Greenwich is eight miles downstream from the City of London and dates from Anglo-Saxon times. It is famous for its astronomical clocks and Royal Navy heritage.
Greenwich started out as a little fishing village in the 1420s until the Duke of Gloucester built a sumptuous palace in the grounds of Greenwich Park. It then became a favourite haunt of many Tudor monarchs.
Henry V assembled a sizable library in the early 16th-century, which formed the basis of the Bodleian Library in Oxford. Henry VIII was born there and enjoyed deer hunting in the grounds – adding an armoury, banqueting hall, and tiltyard for jousting.
Its real hey-day came in the late 1500s, when Henry VIII’s daughter, Elizabeth I, made it her summer residence. The royal dockyards were built nearby, and Inigo Jones was hired to build the Queen’s House (which still stands today). It was here that Sir Walter Raleigh supposedly laid his cloak over a puddle so that the Queen could keep her feet dry.
When the Civil War ended in the mid 17th-century, the puritans tried to sell the palace to a wealthy noble. But when no buyer could be found, it was turned into a biscuit factory. It then held prisoners of war, until Charles II was returned to the throne in 1660.
His successors fell out of love with the place, and moved their belongings to Hampton Court and Kensington Palace. The palace was then demolished, and replaced with the Royal Naval Hospital (later named the Royal Naval College).
The busy Navy soon had need of new navigation devices, and Charles II commissioned a Royal Observatory in 1675. Its first success was the British Nautical Almanac – which charted star positions throughout the seasons. The importance of this book led to the adoption of Greenwich Mean Time throughout the world.
The Prime Meridian marks the point at which the earth’s eastern hemisphere meets the west – the line which splits the world in two. You can straddle this line yourself, as it is marked upon the ground. A favourite photo for tourists everywhere is to snap yourself with a foot on either side.
The observatory’s second success was to provide an instrument capable of measuring longitude within an accuracy of a few seconds. A watchmaker named John Harrison came up with the goods, and his clocks and watches can still be seen in the building’s museum.
As the 20th-century approached, the smoke from the encroaching city meant that the observatory lost its clear skies, and the telescopes were moved to Sussex. The building now houses a fine collection of early watches, timepieces and telescopes.
The Old Royal Naval College was built by Christopher Wren in 1696 on the same site as Henry VIII’s royal palace. It was meant as a hospice for the old and aged seamen, and set the scene for many famous events – most notably the laying in State of Admiral Nelson in 1805.
At its height the building housed over 3,000 naval patients, but it closed in 1869 and became a school for sailors. The hospital was soon moved south to Portsmouth, and when the school was finally shut in 1995, two of the rooms were turned over public display – the Painted Hall and Chapel.
The Painted Hall boasts the country’s largest painting – the massive Triumph of Peace and Liberty. This was painted by James Thornhill in the 1720s, and measures 105-feet by 49. Just off the upper hall lies the Nelson Room – where the Admiral was laid in state before his burial at St. Paul’s Cathedral. The room now contains a replica of the bust atop his column in Trafalgar Square.

* REQUIRED WORK:
(a) For each statement about the Greenwich passage, answer yes or no and quote the words that decide it: (i) Elizabeth I made Greenwich her summer residence. (ii) Charles II commissioned the Royal Observatory in 1696. (iii) The observatory's telescopes were moved to Sussex.
(b) Reproduce everything in the Greenwich passage from "The observatory’s second" down to "timepieces and telescopes.".

Collected data entries:

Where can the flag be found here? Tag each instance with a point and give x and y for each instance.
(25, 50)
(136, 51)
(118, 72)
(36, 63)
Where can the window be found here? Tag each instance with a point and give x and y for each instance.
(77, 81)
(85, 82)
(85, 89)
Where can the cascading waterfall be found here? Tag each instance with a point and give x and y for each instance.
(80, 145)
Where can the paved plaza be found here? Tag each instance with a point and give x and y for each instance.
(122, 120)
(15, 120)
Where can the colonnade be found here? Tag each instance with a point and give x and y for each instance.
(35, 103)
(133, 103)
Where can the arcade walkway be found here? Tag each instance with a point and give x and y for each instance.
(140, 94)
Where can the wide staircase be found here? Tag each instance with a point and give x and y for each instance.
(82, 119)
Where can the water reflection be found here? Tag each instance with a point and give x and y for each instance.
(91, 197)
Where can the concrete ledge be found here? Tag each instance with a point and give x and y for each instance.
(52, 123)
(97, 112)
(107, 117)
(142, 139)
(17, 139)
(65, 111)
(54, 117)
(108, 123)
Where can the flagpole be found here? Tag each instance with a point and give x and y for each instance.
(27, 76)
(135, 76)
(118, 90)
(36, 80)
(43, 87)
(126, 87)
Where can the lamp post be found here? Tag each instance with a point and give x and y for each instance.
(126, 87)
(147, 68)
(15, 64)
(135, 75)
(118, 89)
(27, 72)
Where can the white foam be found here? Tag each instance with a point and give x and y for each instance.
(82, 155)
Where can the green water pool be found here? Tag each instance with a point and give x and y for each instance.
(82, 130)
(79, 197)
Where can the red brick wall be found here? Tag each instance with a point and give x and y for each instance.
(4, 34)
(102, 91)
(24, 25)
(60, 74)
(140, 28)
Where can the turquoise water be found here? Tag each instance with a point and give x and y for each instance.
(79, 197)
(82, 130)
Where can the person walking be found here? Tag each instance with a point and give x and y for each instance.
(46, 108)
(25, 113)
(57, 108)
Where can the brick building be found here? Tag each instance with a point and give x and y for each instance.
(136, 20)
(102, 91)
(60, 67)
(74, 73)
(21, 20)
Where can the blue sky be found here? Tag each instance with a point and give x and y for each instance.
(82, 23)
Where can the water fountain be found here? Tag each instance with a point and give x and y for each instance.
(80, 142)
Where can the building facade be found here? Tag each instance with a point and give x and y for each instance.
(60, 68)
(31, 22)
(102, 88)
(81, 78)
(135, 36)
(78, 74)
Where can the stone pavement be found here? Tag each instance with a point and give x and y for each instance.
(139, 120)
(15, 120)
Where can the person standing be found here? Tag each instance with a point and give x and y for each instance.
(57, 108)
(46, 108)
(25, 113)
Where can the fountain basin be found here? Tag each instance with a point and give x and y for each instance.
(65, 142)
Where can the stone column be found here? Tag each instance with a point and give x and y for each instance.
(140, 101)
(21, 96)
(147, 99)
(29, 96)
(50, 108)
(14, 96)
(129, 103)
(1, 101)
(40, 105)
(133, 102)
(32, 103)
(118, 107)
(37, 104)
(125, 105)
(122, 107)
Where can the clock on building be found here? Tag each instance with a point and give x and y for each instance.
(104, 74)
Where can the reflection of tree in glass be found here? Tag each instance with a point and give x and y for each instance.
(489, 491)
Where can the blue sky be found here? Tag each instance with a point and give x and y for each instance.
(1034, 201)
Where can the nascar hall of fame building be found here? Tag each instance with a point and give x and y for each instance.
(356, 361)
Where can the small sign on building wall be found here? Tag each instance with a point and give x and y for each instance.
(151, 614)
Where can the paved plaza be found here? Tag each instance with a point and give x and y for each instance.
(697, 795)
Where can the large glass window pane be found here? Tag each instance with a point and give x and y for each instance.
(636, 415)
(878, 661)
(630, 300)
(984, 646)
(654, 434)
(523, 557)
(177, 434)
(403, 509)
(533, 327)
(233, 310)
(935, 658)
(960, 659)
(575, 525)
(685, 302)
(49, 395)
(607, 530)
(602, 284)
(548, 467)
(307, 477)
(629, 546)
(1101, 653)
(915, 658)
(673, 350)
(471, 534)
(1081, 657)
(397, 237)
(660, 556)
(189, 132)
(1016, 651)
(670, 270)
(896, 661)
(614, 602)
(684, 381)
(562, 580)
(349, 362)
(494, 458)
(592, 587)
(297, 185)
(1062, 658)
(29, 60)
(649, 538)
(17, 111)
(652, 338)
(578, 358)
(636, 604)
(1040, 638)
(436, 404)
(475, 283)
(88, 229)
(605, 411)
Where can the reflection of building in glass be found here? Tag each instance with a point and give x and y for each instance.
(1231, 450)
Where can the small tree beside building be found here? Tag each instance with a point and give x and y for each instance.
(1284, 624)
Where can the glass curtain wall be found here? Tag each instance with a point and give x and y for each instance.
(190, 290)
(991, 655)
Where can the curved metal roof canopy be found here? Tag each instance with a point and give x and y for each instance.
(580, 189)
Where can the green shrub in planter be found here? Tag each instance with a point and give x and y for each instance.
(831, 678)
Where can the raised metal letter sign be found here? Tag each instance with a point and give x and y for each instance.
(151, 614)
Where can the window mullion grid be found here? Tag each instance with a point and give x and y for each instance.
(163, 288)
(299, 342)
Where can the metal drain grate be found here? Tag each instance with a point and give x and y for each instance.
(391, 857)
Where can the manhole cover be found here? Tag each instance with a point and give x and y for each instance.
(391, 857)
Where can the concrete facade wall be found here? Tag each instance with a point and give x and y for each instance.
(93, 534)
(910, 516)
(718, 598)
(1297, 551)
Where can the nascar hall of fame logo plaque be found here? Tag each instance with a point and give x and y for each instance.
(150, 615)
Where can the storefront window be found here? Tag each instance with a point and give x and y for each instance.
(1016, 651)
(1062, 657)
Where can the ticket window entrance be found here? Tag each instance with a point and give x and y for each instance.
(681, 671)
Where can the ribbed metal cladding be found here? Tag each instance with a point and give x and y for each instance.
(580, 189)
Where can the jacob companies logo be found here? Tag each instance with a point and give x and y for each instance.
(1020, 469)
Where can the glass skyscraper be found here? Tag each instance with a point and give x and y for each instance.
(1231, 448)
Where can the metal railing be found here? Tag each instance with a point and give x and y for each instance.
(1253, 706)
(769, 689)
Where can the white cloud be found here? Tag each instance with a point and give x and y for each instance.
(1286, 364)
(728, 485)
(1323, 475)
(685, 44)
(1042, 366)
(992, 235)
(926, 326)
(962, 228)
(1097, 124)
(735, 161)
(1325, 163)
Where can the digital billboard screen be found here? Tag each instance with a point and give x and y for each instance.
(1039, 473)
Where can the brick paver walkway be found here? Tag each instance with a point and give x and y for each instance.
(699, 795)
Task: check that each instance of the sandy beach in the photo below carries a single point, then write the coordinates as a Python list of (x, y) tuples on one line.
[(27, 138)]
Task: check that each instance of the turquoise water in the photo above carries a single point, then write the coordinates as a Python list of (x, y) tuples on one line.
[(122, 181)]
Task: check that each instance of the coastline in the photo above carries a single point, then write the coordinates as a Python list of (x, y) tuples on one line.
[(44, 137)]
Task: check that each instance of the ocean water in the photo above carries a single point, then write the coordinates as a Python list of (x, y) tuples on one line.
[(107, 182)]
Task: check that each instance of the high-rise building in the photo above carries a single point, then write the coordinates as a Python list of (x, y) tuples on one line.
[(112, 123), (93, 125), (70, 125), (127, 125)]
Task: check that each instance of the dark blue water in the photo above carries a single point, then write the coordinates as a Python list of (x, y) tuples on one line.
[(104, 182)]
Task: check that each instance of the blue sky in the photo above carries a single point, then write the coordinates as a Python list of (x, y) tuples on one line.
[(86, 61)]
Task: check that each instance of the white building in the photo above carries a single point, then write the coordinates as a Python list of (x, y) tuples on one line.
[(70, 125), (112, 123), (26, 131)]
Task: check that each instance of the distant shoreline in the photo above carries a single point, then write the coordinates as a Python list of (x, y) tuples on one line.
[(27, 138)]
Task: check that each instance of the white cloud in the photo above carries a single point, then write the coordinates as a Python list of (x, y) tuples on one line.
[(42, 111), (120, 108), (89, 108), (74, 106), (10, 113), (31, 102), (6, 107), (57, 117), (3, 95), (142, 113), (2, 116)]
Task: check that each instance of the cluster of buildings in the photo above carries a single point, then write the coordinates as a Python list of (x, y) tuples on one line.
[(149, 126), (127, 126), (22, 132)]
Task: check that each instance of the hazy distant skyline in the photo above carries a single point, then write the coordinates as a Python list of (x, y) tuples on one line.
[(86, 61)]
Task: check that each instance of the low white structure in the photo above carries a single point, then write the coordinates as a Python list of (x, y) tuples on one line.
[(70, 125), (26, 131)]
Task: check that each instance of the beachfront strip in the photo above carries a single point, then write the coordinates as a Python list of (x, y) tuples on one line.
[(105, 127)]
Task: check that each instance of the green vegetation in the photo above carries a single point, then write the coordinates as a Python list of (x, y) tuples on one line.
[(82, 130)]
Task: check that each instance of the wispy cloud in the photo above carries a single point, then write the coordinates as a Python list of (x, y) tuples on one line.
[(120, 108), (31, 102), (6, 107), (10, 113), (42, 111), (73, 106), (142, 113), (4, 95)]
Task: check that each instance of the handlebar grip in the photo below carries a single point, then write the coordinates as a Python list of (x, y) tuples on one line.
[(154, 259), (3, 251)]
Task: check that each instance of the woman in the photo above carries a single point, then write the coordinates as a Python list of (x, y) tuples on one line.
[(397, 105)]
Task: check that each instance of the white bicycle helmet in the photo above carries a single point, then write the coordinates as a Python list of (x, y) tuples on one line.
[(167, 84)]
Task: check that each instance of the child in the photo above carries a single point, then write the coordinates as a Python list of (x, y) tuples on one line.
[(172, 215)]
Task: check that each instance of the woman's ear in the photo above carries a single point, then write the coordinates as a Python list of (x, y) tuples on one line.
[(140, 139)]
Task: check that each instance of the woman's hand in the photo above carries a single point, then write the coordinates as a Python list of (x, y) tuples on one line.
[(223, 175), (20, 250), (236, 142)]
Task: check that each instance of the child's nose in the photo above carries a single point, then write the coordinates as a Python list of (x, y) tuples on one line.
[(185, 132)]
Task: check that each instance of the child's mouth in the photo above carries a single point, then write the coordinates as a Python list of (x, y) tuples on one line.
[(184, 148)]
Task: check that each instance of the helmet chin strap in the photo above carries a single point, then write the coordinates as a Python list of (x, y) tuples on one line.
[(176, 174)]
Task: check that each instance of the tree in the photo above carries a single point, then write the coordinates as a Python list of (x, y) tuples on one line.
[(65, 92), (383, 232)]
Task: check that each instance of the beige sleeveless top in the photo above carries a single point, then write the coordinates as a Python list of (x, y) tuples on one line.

* ANSWERS FOR THE TASKS:
(a)
(i) Yes: "Elizabeth I, made it her summer residence"
(ii) No: "Charles II commissioned a Royal Observatory in 1675"
(iii) Yes: "the telescopes were moved to Sussex"

(b)
The observatory’s second success was to provide an instrument capable of measuring longitude within an accuracy of a few seconds. A watchmaker named John Harrison came up with the goods, and his clocks and watches can still be seen in the building’s museum.
As the 20th-century approached, the smoke from the encroaching city meant that the observatory lost its clear skies, and the telescopes were moved to Sussex. The building now houses a fine collection of early watches, timepieces and telescopes.